### MATERIAL PROVIDED

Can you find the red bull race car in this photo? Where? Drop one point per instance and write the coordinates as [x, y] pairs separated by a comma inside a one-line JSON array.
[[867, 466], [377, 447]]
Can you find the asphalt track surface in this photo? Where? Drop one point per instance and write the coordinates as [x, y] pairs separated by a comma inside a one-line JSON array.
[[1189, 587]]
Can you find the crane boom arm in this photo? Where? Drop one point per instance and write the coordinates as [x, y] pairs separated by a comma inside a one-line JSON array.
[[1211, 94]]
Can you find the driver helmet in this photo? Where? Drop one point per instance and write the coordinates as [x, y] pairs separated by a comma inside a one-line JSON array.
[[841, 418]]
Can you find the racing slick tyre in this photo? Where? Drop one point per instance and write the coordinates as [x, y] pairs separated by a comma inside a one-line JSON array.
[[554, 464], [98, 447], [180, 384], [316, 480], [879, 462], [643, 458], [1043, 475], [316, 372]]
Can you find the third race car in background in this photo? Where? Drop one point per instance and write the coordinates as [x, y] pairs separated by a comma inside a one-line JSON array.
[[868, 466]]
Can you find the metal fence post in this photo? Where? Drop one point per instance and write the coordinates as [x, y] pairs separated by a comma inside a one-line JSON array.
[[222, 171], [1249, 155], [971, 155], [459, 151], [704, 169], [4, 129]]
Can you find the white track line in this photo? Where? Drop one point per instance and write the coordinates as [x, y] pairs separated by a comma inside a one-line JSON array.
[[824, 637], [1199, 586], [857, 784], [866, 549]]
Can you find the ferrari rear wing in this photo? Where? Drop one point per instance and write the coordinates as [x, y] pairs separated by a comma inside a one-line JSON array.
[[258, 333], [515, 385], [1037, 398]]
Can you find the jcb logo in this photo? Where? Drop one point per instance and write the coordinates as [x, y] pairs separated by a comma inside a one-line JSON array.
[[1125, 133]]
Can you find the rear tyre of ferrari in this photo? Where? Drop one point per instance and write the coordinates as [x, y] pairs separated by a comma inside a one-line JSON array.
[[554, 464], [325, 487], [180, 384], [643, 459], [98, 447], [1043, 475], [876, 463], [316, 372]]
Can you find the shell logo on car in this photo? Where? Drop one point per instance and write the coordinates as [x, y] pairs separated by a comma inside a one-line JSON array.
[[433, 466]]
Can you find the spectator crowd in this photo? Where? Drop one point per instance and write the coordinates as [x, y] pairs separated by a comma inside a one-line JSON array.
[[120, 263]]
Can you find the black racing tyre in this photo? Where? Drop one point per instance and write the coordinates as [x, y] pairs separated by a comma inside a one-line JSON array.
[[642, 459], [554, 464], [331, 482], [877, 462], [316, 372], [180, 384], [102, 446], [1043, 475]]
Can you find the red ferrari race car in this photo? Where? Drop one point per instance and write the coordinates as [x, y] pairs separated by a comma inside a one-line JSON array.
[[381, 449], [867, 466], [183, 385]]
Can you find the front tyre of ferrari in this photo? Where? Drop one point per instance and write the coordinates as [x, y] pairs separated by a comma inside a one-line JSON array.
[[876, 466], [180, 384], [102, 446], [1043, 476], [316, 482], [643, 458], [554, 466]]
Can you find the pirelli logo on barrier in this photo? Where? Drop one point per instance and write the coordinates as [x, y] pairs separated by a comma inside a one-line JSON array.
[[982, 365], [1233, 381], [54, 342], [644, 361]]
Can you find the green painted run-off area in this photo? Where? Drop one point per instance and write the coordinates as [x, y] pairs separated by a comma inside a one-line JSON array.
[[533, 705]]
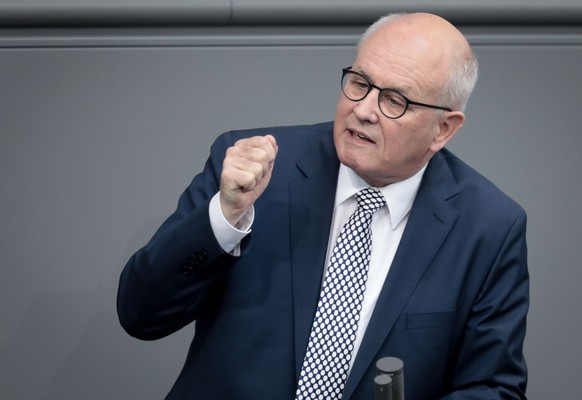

### TASK REQUIREMENTS
Output all of the entries once more, word for word, with the images removed.

### EXERCISE SOLUTION
Can you find the red bull race car in this photo? Where? Drop one point per instance and write the coordinates as [x, y] pairs separated by a comma inside a one-line JSON array.
[[867, 466], [377, 447]]
Can you find the asphalt track surface in this photo? Where? Drop one point per instance and write the coordinates as [x, y] pairs separated by a comma inside a one-line JSON array.
[[1189, 587]]
Can you find the crane boom arm in this photo? Where? Drop one point per instance and write the coordinates as [x, y] pairs separated by a comma inside a one-line JSON array.
[[1211, 94]]
Can you find the driver helmet in this photo? Where? Drop one point per instance and write the coordinates as [x, y] pairs separated by a comma inside a one-line JSON array.
[[841, 418]]
Can you find the racing slick tyre in this photo? Where? Drop one point per instance and write the coordinates as [x, y] pairs separated by a comma inside a one-line JSON array.
[[554, 464], [98, 447], [180, 384], [316, 480], [879, 462], [643, 458], [1043, 475], [316, 372]]
Can you find the third race car in background in this photo? Where? Drop one point per instance and write the coordinates as [x, y] pairs separated by a comma inside a one-line JSON array.
[[868, 466]]
Can you find the metal fence post in this photo? Where? Drop one point per instance and write the coordinates as [x, y] pairs separated by a comma inside a one-line JSON array.
[[222, 171], [1249, 155], [971, 155], [459, 151], [704, 169], [4, 129]]
Can you find the white track line in this photo? Where? Drop one point per instance and write the coordinates as [x, y] pairs separated by a comma inside a one-line JSON array.
[[824, 637], [1199, 586], [857, 784], [866, 549]]
Can you find the ferrari rear wing in this photo? Where? Drop one point per instance and write the coordinates as [x, y] pairs separated by a comma inside a one-line JSON array.
[[258, 333], [515, 385], [1037, 398]]
Can you find the jcb logo in this photo? Where? Drop one point per instance and write the coordinates as [x, y] pairs separated by a comma inside a one-line JSON array.
[[1125, 133]]
Can you find the rear tyre of ferrari in this photo? Where? Drop one point per instance and write the coordinates as [x, y] pairs separated by a comma inside a one-line JSON array.
[[554, 464], [325, 487], [180, 384], [643, 459], [98, 447], [1043, 475], [876, 463], [316, 372]]
Can you find the shell logo on car in this photo? Where? Drop one point per instance and write the coordinates as [x, y] pairs separated by a comma inside a one-line JSON array.
[[433, 466]]
Can you find the spectator crowd in this photo? Where? Drop one point per instance and write the coordinates as [x, y] pairs separated by a comma inside a one-line JSON array.
[[120, 263]]
Can you find the black racing tyre in this photo? Where? Drop one point per instance and write the coordinates as [x, y] pairs separated by a comma inside a one-line JSON array.
[[642, 459], [554, 464], [331, 482], [877, 462], [316, 372], [180, 384], [102, 446], [1043, 475]]
Can you find the red ferrari race car in this photo? Where? Drop one point per instance and write the coordinates as [x, y] pairs separated by a comma inside a one-line JSON array.
[[381, 449], [867, 466], [183, 385]]
Can you find the front tyre of ferrari in this photo? Where? Drop one point per instance and write the coordinates as [x, y] pairs separated by a comma inside a one-line JSON array.
[[876, 466], [180, 384], [102, 446], [1043, 476], [316, 482], [643, 458], [554, 466]]
Can you find the pirelli logo on barrier in this photo? Where? Drop one point per instance and write the coordinates as [x, y] pairs separated by a comma inside a one-line JSON array.
[[982, 365], [1233, 381], [54, 342], [644, 361]]
Can you find the green painted run-off area in this photo? Where? Drop one point per instance and write the coordinates as [x, y] pairs separated by a comma inside a one-line JSON array.
[[533, 705]]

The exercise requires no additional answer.